Saturday, June 14, 2008

The Happening

M. Night had it hard after "Sixth Sense," because his breakthrough film felt like any director's fifth film. It was a masterful exercise in genre reinvention, using color, sound design, rich themes and inventive scares to weave an unshakable spell of wonder and fright. How could any great director possibly top such anear-perfect work?

It's not easy, but the young director did follow it up with a string of beautifully crafted thrillers, arguably ending at "The Village." "Lady in the Water" wasn't a terrible film, but a very uninvolving and boring one. His effectiveness of tone couldn't save a simply dull story, and the movie was critically maligned on all fronts.

You'd think he learned a thing or two. "The Happening" isn't a disaster movie, it's a disaster. It is a collection of short, poorly-controlled scenes, almost progressively descending into a deeper level of badness and self-parody. His usual control of nuance and classical, sophisticated plotting is curiously gone and the film seems completely unaware of how bad it truly is.

The evil presence lurking in "The Happening" is a neurotoxin that interacts with the environment in unpredictable ways. When humans come in contact with it, they are driven to either apathetic, murderous or self-destructive impulses. The premise could have been used in a kind of neo-zombie way, like the "28 Days Later" movies, but is instead used only to show bizarre acts of random violence. With a darker tone, the idea could have been pretty scary, but in a blandly executed thriller like this, it is just boring.

Stored entries:
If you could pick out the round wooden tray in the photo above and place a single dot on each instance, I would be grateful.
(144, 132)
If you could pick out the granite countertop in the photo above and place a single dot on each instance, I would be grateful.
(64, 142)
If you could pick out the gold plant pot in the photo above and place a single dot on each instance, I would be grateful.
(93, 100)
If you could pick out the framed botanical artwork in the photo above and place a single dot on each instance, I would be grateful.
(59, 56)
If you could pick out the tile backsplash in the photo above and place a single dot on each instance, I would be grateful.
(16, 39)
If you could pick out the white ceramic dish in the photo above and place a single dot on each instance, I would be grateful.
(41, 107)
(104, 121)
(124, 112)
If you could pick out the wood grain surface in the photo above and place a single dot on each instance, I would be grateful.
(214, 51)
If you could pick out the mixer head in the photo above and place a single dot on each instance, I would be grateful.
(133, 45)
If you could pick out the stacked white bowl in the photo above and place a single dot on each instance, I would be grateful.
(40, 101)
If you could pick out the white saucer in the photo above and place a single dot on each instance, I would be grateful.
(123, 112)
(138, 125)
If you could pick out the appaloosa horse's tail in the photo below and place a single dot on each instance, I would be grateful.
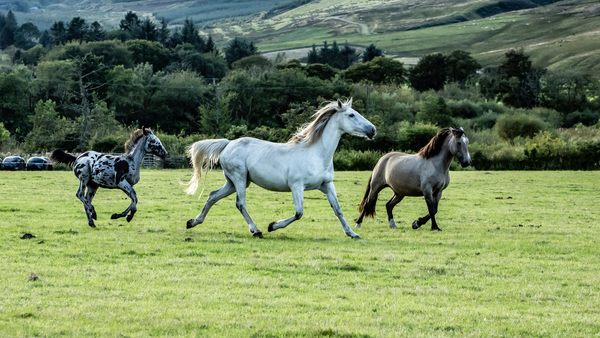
(59, 156)
(366, 204)
(204, 155)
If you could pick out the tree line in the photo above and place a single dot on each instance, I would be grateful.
(78, 93)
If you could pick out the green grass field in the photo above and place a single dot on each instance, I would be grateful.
(524, 265)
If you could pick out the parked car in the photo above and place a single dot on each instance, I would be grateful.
(13, 163)
(39, 163)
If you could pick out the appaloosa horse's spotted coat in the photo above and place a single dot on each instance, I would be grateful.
(95, 170)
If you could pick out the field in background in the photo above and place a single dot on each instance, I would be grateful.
(518, 257)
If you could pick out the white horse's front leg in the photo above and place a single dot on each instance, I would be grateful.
(329, 190)
(298, 195)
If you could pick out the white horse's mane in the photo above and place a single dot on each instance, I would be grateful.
(312, 131)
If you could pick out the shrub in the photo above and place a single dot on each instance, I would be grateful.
(586, 117)
(510, 126)
(435, 111)
(412, 137)
(465, 109)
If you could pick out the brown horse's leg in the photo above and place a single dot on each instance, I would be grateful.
(390, 206)
(417, 224)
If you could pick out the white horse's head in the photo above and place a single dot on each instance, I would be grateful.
(459, 146)
(351, 122)
(153, 144)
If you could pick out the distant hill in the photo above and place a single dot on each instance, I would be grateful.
(557, 34)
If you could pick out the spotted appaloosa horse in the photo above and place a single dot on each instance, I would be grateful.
(112, 172)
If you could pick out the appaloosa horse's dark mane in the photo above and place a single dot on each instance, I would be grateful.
(134, 138)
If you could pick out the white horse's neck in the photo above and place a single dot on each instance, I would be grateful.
(138, 153)
(329, 140)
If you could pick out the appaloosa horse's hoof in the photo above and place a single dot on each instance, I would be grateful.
(416, 225)
(190, 224)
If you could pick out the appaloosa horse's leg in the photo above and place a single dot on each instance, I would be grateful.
(86, 205)
(390, 206)
(298, 196)
(213, 198)
(89, 196)
(329, 190)
(128, 190)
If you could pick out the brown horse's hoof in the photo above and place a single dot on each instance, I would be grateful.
(190, 224)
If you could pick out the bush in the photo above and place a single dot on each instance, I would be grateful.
(413, 137)
(586, 117)
(465, 109)
(510, 126)
(356, 160)
(435, 111)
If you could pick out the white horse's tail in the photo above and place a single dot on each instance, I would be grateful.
(204, 155)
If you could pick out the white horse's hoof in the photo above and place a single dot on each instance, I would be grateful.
(353, 235)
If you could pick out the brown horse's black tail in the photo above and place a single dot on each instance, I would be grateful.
(367, 205)
(59, 156)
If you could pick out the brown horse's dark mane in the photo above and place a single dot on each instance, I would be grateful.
(435, 145)
(133, 139)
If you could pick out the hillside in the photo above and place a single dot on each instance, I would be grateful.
(557, 34)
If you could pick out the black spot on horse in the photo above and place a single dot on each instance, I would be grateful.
(122, 168)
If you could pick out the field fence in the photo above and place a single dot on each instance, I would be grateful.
(149, 161)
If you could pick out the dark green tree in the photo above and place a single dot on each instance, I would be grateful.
(380, 70)
(461, 67)
(45, 39)
(152, 52)
(371, 52)
(95, 32)
(25, 36)
(163, 32)
(147, 30)
(59, 33)
(428, 73)
(7, 35)
(76, 29)
(239, 48)
(130, 24)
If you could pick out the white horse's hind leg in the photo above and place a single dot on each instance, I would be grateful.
(213, 198)
(329, 190)
(298, 195)
(240, 189)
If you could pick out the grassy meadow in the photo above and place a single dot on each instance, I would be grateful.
(518, 257)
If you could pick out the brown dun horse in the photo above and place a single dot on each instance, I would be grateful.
(422, 174)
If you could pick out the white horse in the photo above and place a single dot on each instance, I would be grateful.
(304, 163)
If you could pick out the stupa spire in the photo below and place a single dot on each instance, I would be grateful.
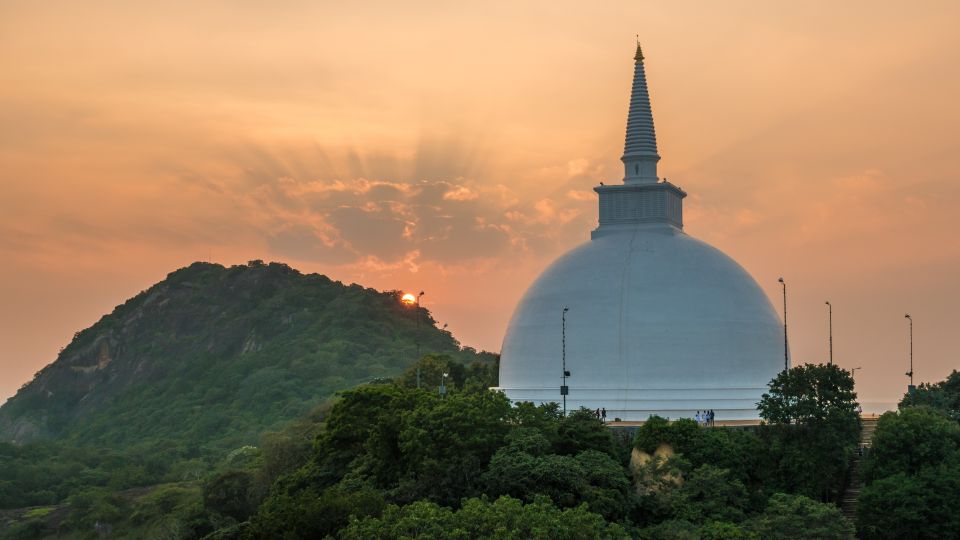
(640, 149)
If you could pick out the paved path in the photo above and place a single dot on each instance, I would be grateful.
(848, 504)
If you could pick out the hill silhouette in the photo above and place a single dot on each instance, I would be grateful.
(211, 357)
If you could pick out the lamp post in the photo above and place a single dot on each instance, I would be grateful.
(409, 300)
(786, 359)
(830, 316)
(564, 390)
(910, 373)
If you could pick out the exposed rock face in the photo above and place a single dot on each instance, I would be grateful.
(213, 352)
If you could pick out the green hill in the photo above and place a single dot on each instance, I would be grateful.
(211, 357)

REQUIRED ACTIONS
1. Change "nuance" to "subtlety" in the review of "The Happening" and write out the passage again, beginning at the words "You'd think he" and stopping after "it truly is.".
2. Take the review of "The Happening" further by continuing it from its final sentence.

RESULTS FOR EACH TASK
1.
You'd think he learned a thing or two. "The Happening" isn't a disaster movie, it's a disaster. It is a collection of short, poorly-controlled scenes, almost progressively descending into a deeper level of badness and self-parody. His usual control of subtlety and classical, sophisticated plotting is curiously gone and the film seems completely unaware of how bad it truly is.

2.
The film has an eerie opening, but when the real story kicks in, things start crumbling down. Hopeless dialogue results in unfortunately bad performances from a talented cast. Mark Wahlberg is miscast and sadly laughable in most scenes and not much better can be said for John Lequizamo and Zoe Deschannel - who's cutesy presence in most movies is annoying in this one. It doesn't help that the failed marriage of the two main characters really feels more like a failed middle school romance. In this film, M. Night shows no greater insight into human relationships that an unintuitive, inexperienced student filmmaker - which is usually an area he is brilliantly astute with.

There were a few short moments that I remembered the promising auteur M. Night Shamylan once was. There is a scene that takes place in an unsold real estate property, complete with fake TV's, computers and dishes. Needless to say, the irony was clever and almost effective. Within the same scene, Mark Wahlberg's character starts having a conversation with a plant, exemplifying how most scenes in the film are ruined, no matter how promising.

With "Avatar: The Last Airbender" Shamylan will enter commercial territory that could be interesting. Why he fought to make such an uninspired thriller instead is beyond me.